[start of Given data]

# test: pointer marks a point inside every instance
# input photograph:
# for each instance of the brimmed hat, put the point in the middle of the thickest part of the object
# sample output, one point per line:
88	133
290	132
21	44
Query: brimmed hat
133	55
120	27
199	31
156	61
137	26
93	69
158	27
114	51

[end of Given data]

**Objective:** Swap every occurrence of "brimmed hat" in the listing above for "sun hat". Reproduce all lines with no other change.

**Right answer:**
# test: pointer marks a point inside every instance
# input photograph:
# for each instance of the sun hat, put the point in the middle of the thickest part of the object
# sample output, one point per line:
88	133
290	132
21	44
Query: sun hat
133	55
120	27
199	31
156	61
137	26
93	69
158	27
114	51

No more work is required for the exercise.